- AIM:
Put the lines below into a Markdown table with the columns "No." for the row number and "Line" for the line itself. Skip any blank lines and leave out the pictures.

- Saved entries:
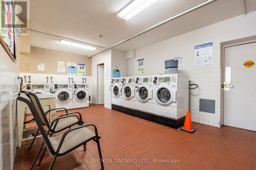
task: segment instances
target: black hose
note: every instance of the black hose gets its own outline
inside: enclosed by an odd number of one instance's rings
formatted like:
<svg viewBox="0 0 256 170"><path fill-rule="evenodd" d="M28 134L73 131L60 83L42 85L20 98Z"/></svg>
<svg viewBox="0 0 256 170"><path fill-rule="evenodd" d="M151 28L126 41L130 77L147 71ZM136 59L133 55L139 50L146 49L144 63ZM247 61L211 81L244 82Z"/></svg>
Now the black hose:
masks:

- THE SOLUTION:
| No. | Line |
|---|---|
| 1 | task: segment instances |
| 2 | target: black hose |
| 3 | note: every instance of the black hose gets its own outline |
| 4 | inside: enclosed by an odd number of one instance's rings |
| 5 | formatted like: |
| 6 | <svg viewBox="0 0 256 170"><path fill-rule="evenodd" d="M28 134L73 131L60 83L42 85L20 98Z"/></svg> |
| 7 | <svg viewBox="0 0 256 170"><path fill-rule="evenodd" d="M151 28L126 41L130 77L147 71ZM136 59L133 55L139 50L146 49L144 63ZM247 61L211 81L244 82Z"/></svg> |
| 8 | Now the black hose: |
| 9 | masks: |